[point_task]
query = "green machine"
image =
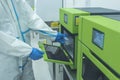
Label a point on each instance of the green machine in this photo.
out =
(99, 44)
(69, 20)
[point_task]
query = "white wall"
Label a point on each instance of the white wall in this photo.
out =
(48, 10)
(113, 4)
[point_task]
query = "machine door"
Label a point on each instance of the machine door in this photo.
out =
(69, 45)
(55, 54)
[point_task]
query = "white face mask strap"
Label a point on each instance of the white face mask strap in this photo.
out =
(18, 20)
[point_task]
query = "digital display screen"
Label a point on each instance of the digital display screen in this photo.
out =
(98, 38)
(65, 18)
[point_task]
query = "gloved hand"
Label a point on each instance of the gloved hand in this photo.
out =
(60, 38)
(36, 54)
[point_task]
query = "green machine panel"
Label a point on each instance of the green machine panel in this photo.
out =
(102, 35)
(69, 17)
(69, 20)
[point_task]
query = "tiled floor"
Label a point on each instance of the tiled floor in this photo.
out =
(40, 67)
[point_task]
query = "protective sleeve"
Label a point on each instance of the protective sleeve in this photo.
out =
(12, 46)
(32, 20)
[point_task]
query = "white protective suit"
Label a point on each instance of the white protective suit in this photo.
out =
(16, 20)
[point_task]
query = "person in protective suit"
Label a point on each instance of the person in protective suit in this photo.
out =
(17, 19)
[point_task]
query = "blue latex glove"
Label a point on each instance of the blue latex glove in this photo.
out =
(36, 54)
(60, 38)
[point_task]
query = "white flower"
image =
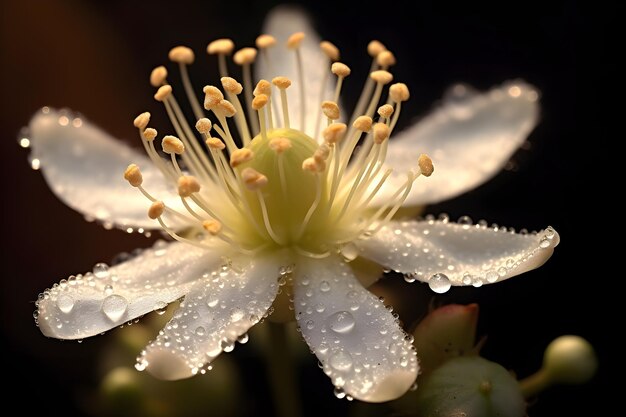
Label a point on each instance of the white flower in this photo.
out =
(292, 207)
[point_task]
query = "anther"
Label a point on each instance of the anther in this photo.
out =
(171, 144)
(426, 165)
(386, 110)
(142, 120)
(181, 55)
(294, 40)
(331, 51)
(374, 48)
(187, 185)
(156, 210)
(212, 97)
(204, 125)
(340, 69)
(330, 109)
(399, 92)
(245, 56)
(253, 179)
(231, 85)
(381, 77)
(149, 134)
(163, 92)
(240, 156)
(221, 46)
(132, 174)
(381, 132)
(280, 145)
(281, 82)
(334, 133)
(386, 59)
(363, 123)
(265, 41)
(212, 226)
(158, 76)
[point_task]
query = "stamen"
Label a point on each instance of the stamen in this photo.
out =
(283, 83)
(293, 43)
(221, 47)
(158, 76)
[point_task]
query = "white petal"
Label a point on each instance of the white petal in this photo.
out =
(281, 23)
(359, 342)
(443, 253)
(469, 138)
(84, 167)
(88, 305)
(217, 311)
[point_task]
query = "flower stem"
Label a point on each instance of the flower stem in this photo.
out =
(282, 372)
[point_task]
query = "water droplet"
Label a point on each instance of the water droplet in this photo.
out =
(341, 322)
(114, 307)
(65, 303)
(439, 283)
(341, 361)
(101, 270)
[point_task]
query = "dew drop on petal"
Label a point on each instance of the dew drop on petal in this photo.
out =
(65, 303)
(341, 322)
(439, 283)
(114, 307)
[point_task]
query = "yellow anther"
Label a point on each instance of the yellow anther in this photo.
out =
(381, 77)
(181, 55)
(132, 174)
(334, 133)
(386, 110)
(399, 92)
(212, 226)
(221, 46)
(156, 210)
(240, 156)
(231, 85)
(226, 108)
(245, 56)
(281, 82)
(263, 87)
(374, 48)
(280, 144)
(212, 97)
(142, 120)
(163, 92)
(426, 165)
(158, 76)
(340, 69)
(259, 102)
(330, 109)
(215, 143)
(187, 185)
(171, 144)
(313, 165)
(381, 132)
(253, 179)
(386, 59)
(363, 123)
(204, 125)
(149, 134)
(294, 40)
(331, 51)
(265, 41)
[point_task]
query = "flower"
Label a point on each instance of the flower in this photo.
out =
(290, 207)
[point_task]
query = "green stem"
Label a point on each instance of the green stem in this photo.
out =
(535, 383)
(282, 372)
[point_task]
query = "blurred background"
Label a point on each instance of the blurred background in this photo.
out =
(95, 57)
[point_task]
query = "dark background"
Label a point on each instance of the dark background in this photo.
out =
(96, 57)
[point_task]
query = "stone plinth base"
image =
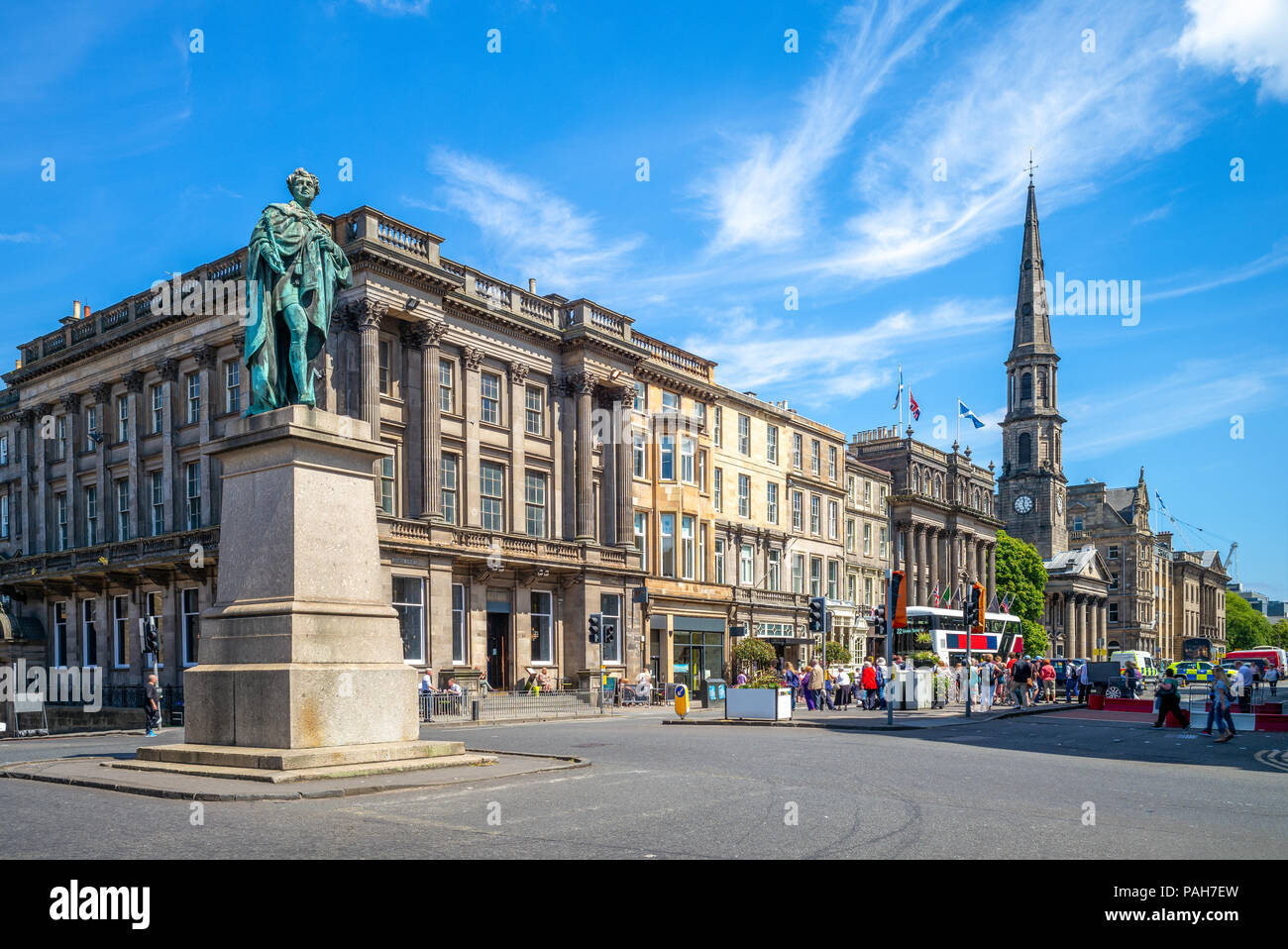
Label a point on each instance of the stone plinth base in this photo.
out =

----------

Task description
Copy all lines above where "petal" is present.

Answer below
query = "white petal"
Label a point on each instance of the white petal in this photo.
query = "dew drop on petal"
Label a point on each instance of the dew drop on petal in this photo.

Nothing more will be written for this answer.